====== Source information ======
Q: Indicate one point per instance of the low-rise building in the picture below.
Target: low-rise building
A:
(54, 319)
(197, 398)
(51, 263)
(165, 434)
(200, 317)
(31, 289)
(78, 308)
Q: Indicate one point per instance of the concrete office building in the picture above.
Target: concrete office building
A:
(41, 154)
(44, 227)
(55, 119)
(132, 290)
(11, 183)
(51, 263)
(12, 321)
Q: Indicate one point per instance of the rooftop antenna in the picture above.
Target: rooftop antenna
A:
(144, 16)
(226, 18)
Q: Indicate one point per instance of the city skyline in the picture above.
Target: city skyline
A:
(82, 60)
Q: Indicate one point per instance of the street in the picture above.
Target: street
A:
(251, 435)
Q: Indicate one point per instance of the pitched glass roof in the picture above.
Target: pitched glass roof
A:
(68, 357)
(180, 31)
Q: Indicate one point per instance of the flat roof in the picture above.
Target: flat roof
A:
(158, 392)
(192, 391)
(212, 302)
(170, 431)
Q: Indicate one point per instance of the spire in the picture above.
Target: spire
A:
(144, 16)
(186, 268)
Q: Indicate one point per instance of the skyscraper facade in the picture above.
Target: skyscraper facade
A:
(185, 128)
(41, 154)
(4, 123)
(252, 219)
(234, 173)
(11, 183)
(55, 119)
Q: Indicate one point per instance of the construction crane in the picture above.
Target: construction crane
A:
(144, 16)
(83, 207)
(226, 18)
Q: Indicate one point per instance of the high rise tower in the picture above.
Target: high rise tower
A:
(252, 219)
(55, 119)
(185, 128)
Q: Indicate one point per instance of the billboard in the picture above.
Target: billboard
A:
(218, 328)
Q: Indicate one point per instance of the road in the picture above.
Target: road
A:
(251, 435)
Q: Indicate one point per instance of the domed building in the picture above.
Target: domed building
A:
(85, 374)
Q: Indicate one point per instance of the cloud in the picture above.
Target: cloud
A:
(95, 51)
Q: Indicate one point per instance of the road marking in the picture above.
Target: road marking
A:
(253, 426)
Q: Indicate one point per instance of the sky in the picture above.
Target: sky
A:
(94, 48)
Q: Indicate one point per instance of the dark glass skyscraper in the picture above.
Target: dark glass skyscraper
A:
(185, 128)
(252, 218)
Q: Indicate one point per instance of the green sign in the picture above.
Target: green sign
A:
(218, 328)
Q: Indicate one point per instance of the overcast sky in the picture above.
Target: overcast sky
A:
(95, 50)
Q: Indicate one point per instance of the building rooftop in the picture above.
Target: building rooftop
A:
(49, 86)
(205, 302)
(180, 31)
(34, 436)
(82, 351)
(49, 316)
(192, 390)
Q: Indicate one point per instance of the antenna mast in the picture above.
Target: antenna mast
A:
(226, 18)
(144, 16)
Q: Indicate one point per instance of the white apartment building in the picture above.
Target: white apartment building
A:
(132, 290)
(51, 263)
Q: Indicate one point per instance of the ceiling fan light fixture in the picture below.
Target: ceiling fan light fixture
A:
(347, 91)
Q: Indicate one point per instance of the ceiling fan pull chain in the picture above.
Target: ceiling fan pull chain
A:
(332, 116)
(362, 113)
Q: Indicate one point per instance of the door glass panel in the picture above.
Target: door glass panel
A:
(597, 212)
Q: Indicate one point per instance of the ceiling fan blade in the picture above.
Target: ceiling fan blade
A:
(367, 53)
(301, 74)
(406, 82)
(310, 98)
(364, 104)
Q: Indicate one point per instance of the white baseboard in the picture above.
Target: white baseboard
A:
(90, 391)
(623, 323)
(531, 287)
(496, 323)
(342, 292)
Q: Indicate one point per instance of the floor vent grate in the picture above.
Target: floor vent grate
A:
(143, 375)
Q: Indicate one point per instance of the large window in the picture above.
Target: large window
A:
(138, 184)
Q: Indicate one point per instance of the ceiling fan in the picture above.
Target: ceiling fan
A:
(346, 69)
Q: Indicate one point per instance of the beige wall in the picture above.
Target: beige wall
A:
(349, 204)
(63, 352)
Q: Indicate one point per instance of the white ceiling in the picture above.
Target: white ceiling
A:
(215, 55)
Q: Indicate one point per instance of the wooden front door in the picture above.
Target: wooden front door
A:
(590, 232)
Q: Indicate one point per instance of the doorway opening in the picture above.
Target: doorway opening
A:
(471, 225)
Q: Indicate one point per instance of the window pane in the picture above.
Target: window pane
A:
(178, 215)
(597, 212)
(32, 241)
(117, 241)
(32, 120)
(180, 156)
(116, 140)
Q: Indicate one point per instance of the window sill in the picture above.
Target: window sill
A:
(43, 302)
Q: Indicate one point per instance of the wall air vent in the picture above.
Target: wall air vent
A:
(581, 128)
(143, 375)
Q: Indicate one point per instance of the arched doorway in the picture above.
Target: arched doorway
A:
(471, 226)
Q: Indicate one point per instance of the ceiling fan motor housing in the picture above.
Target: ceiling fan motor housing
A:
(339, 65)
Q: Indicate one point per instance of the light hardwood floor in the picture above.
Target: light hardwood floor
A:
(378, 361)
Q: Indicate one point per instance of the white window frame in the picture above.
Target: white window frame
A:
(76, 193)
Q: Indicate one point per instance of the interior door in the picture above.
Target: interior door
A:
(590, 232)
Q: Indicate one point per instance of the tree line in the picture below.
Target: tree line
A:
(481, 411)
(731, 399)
======
Work item
Give back exactly the lines running from the line that has "Target: wooden front door" to the end of the entries above.

Response to this exercise
Target: wooden front door
A:
(590, 232)
Q: Indicate one point per instance of the doorway opening in the picture above.
Target: doorway opening
A:
(471, 225)
Q: Indicate one point per instance of the window pane in the picture above.
Target: window pane
A:
(178, 215)
(597, 212)
(32, 241)
(117, 241)
(32, 120)
(180, 156)
(116, 140)
Q: Indicate one point per instance of the window sill in the picture above.
Target: window sill
A:
(43, 302)
Q: Indicate one point per instance of the wall air vent in the picture above.
Target: wall air vent
A:
(581, 128)
(143, 375)
Q: Indicate one point per instance of the arched doorway in the picture above.
Target: arched doorway
A:
(471, 226)
Q: Indicate one point per instance of the ceiling fan motor housing in the picture above.
Target: ceiling fan motor housing
A:
(339, 65)
Q: Indicate one point per instance of the light hardwood floor in the picture above.
Target: light hardwood floor
A:
(378, 361)
Q: Indicate one point per instance of the white window frame in the picture above.
Target: white window frame
A:
(76, 193)
Q: Indicate one point per instance of the interior door in the picture above.
Target: interior door
A:
(590, 232)
Q: Indicate one point per instance of the tree line in the picture below.
Target: tree line
A:
(481, 411)
(731, 399)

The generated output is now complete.